*Brief:*
Reproduce, word for word, the part of the article on the DRY principle between "While morally dubious, it" and "euros per year.", inclusive.

*Excerpted passage:*

== Segment start ==

One of the key tenets in software engineering is to not repeat ourselves. Violations of the DRY (Don't Repeat Yourself) principle can be called WET, for Write Everything Twice, or Waste Everyone's Time. We often strive to build libraries, functions, classes, modules, etc. where a given logic is centralized and can be reused in multiple places.
When it comes to complex and highly reusable logic, this is a very good thing. If you had to spend a few days figuring out an algorithm that is needed throughout a codebase or multiple projects, having a reusable artifact is a very powerful construct. It also means that there is one single and coherent implementation of that algorithm, rather than reinventing the wheel in slightly different ways every time you need it.
As simple as rounding
Something as simple as rounding to an integer can be solved in many different but equally correct ways. In a financial application, you could decide to round half-values based on what is most advantageous to you: round downwards for amounts you owe and round upwards for amounts owed to you. While these are small differences, they would have a significant impact on a large number of transactions.
While morally dubious, it does not cause any problem with the system itself. So let's imagine an application where a payment component rounds down the amount to be paid, while an accounting component rounds up. If this happens a thousand times per day, and using euros as currency, this would result in a discrepancy of 3 650 euros per year.
In this scenario, the advantages of having a shared rounding component are rather obvious: we can argue once about which rounding method to use, document our decision, and build a library or function that everyone can use. If asked by the local financial authority, we can explain why we chose that algorithm and show that it's consistent across the application.
However, let's say that we need to change that rounding algorithm, for example, because of a change in regulation. In a monolithic application, we change the function code, rebuild the application, deploy it and it's done. Even if we need to add a new parameter (let's say we now round based on whether the day of the transaction is odd or even), we adjust every piece of code that calls this function and we are able to deploy the change. In this scenario, our function's API has a single consumer: the monolithic application itself. Both are deployed at the same time. There is a tight coupling between our function and its consumer which allows making breaking changes with almost no impact.
Changes in a distributed application
Modern applications are often made of different components (services, microservices, etc.) running on different systems. One of the key benefits of these types of architecture is that each component can be updated independently from each other. Here, our rounding function would probably be in a library which would be a dependency of all microservices that need it.
If we run into the same requirements, where we need to change our rounding logic for the entire application, we have now lost the ability to change everything at once. The payment component will be its own microservice, while the accounting component will be another one, or each of those could be comprised of multiple microservices. A single of those microservice could run on multiple hardware systems at the same time.
This presents us with two issues: a single component could be in a partially updated state, and different components could be updated at different times. The change is no longer atomic. However, we might have a requirement to have an atomic change.
We switched from a model where we had a single consumer that was deployed at the same time as our function's API to a model with multiple consumers that control their own update cycle. We could build a microservice with a REST API just for rounding numbers, but this would still cause issues if we need to make a breaking change in the request (e.g. needing a transaction date).
In real-life scenarios, while atomic changes across an entire distributed system could be necessary, they are fairly rare and we should strive to design them to group parts that could change together.

== Segment end ==

(Saved data entries)
== Segment start ==

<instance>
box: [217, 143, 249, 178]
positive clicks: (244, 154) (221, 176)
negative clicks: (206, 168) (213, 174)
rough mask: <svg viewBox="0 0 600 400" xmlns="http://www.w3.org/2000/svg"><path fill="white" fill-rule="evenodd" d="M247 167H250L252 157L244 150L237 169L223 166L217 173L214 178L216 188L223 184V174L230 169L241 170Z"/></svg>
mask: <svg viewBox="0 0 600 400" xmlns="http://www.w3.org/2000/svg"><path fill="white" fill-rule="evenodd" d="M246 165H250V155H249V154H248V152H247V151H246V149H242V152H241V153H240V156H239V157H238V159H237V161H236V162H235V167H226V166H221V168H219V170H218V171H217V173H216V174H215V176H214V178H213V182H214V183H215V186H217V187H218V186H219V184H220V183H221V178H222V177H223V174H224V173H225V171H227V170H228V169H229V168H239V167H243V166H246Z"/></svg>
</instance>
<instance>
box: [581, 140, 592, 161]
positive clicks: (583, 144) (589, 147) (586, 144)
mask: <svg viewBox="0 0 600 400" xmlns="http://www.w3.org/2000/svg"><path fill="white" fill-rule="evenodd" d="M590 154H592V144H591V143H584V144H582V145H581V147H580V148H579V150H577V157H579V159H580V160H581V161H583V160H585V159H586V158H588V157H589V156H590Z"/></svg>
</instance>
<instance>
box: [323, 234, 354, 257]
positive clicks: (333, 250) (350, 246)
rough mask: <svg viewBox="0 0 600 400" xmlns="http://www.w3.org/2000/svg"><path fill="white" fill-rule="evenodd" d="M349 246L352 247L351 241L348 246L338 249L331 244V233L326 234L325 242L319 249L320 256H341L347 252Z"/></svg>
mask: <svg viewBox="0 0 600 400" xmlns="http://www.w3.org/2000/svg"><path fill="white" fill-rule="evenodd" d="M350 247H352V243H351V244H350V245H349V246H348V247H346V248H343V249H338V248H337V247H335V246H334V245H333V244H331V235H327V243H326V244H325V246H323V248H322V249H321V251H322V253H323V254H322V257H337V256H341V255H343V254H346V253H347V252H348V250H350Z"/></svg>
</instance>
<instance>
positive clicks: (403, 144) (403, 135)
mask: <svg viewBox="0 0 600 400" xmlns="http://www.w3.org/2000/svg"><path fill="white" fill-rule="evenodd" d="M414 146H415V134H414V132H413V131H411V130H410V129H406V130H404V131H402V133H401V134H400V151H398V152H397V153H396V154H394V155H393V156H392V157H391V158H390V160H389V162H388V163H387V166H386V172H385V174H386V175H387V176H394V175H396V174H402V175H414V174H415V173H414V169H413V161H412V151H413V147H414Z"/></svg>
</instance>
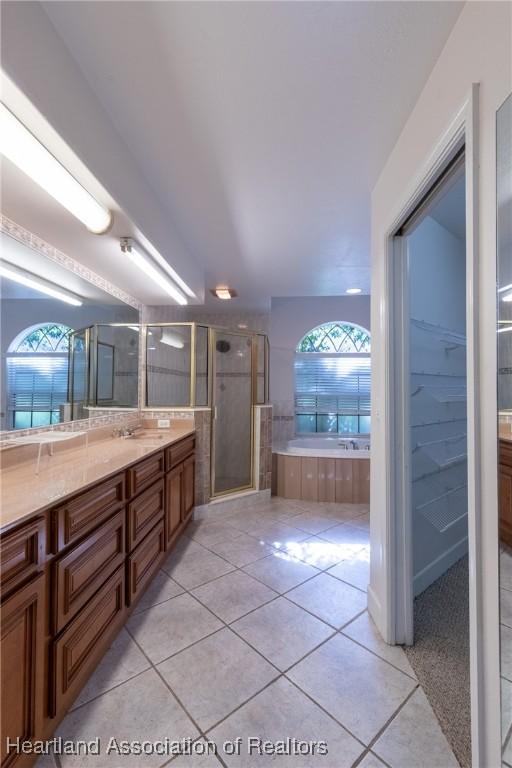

== Segment end ==

*Result for this task:*
While morally dubious, it does not cause any problem with the system itself. So let's imagine an application where a payment component rounds down the amount to be paid, while an accounting component rounds up. If this happens a thousand times per day, and using euros as currency, this would result in a discrepancy of 3 650 euros per year.